- _Task material_
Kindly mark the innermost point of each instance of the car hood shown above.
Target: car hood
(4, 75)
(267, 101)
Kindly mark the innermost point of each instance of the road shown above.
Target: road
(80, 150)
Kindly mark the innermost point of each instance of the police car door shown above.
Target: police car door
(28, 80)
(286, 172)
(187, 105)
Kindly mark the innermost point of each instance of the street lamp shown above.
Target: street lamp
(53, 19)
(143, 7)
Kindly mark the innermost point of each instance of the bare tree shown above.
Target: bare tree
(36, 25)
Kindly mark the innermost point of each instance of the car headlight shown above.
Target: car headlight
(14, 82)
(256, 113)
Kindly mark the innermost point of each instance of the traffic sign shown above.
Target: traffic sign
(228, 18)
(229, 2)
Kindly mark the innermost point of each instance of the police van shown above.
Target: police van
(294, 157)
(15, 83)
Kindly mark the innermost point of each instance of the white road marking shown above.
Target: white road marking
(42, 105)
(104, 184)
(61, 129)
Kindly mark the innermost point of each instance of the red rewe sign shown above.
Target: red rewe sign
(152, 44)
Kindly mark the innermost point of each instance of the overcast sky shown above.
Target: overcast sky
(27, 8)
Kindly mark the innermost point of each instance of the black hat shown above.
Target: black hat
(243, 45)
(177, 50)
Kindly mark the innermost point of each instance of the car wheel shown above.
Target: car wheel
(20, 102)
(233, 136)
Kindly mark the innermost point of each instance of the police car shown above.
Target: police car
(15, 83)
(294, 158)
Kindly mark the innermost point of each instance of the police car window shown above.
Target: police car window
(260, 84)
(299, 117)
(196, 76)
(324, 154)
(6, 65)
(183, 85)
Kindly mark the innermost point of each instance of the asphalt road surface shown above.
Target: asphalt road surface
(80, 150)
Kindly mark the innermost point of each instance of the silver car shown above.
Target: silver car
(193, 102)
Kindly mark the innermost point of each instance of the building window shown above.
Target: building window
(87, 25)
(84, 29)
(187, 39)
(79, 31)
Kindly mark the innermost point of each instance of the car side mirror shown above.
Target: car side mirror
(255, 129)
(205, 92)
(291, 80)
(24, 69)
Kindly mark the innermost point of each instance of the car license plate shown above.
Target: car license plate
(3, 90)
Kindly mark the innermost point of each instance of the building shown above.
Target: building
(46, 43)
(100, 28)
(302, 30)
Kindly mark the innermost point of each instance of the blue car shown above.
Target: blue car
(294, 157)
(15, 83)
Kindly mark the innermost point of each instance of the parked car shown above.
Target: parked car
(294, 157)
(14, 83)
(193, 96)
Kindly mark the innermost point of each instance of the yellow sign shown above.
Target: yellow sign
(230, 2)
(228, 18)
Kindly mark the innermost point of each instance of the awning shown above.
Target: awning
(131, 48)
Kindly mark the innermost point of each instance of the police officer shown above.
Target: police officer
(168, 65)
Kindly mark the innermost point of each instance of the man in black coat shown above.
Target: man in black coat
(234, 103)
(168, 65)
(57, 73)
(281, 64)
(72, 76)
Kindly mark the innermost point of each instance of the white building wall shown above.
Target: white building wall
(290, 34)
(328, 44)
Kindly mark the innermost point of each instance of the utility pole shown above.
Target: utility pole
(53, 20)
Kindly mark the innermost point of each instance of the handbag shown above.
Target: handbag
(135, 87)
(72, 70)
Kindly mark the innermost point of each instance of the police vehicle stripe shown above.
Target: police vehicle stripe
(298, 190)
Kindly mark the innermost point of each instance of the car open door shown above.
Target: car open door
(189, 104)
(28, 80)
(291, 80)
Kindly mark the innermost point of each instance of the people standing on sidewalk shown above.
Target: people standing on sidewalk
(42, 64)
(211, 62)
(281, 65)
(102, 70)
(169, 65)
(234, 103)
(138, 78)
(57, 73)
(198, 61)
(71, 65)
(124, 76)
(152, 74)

* * *

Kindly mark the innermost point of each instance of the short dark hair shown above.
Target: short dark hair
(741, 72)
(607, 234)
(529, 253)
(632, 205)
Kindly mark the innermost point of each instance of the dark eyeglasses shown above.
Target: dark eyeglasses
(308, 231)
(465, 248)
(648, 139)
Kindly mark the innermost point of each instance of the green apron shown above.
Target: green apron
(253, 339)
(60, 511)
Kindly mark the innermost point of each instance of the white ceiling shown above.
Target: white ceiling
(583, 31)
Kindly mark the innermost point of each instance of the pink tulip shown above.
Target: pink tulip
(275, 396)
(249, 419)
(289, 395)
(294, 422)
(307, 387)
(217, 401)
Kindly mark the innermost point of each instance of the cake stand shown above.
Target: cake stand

- _Required work_
Count how many lines in the items above contain the word "awning", and reply with only that number.

- _Task output_
2